◆ Problem description
The entries are to be output once more, word for word.

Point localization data
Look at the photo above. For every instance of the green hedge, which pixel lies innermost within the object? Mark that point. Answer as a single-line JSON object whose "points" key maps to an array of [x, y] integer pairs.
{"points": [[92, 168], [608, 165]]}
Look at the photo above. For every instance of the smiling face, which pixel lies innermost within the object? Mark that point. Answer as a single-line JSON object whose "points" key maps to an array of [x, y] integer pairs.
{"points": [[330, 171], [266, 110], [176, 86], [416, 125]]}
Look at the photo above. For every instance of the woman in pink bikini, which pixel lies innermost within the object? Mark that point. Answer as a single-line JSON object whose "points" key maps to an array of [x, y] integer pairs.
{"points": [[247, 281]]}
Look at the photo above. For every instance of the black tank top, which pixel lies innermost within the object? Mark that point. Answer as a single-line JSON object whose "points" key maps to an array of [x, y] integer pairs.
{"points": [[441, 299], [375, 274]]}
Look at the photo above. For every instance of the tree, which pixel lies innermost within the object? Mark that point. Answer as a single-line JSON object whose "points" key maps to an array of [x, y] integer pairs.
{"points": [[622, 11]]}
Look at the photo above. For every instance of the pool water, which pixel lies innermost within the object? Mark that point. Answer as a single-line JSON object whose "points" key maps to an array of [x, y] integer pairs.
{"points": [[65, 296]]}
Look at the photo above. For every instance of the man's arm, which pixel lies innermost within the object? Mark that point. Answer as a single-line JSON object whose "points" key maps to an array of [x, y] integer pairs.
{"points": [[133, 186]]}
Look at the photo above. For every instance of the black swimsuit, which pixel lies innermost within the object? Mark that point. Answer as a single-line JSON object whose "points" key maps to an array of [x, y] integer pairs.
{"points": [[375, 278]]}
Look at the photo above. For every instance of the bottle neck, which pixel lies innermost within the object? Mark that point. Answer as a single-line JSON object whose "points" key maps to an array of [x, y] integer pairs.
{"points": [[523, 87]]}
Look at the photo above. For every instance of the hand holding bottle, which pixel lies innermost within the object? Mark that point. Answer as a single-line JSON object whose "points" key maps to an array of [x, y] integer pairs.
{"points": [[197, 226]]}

◆ Result below
Look at the photo above. For every instance of the green hedge, which pixel lies innermost within the object? Mark that point. Answer as a single-line JSON object whose "points" key maps to an array of [x, y] integer pairs.
{"points": [[92, 168], [608, 165]]}
Look at the photo above. For every instance of the smiling face, which pixel lies innermost within the object? Mark that point. Answer as a single-line JSON object whose "points" key maps to an array of [x, y] integer pairs.
{"points": [[330, 171], [266, 110], [176, 86], [416, 125]]}
Look at the photo above. For every instance of the woman in pink bikini, which pixel lies innermost within the object? Mark that point. Answer as a single-line JSON object whose "points" key maps to an array of [x, y] integer pairs.
{"points": [[247, 281]]}
Look at the photo above. For every instance of the black tank top, which pixel lies innermost within the object? Mark that point. Answer as a single-line JSON object whose "points" key maps to an array of [x, y] integer pairs.
{"points": [[441, 299], [375, 274]]}
Look at the photo above. For every instance of the tree, which pixel lies innermost within the object? Mark that point. Answer as a single-line JSON object whose "points" key maps to an array of [x, y] integer pairs.
{"points": [[622, 11]]}
Look at the photo above. For every instance of the pool water, which pixel lies innermost within the object? Mark that point. Answer as a single-line JSON object whose "points" key maps to an array of [x, y] integer pairs.
{"points": [[65, 296]]}
Look at the photo above. For every instance of the man's arm, which pixel lies innermost within the object? Mark that point. Answer as a single-line JSON object whose "points" key maps to an array of [x, y] integer pairs.
{"points": [[133, 186]]}
Look at the photo above. For every instance of the black swimsuit, which pixel lies innermost within the object? Mark that point. Answer as a single-line JSON object whose "points" key maps to an array of [x, y] integer pairs.
{"points": [[375, 278]]}
Look at the photo above. For every instance of the bottle neck, which pixel lies innermost within the object? Mark that point. Answer as a single-line JSON object whose "points" key maps to an array of [x, y] integer pairs.
{"points": [[523, 87]]}
Look at the photo above. For every instance of the hand holding bottle, which pixel lies innermost within the object? Mark that point. Answer as a single-line JSON object whose "points" key maps to an array of [x, y] integer pairs.
{"points": [[197, 226]]}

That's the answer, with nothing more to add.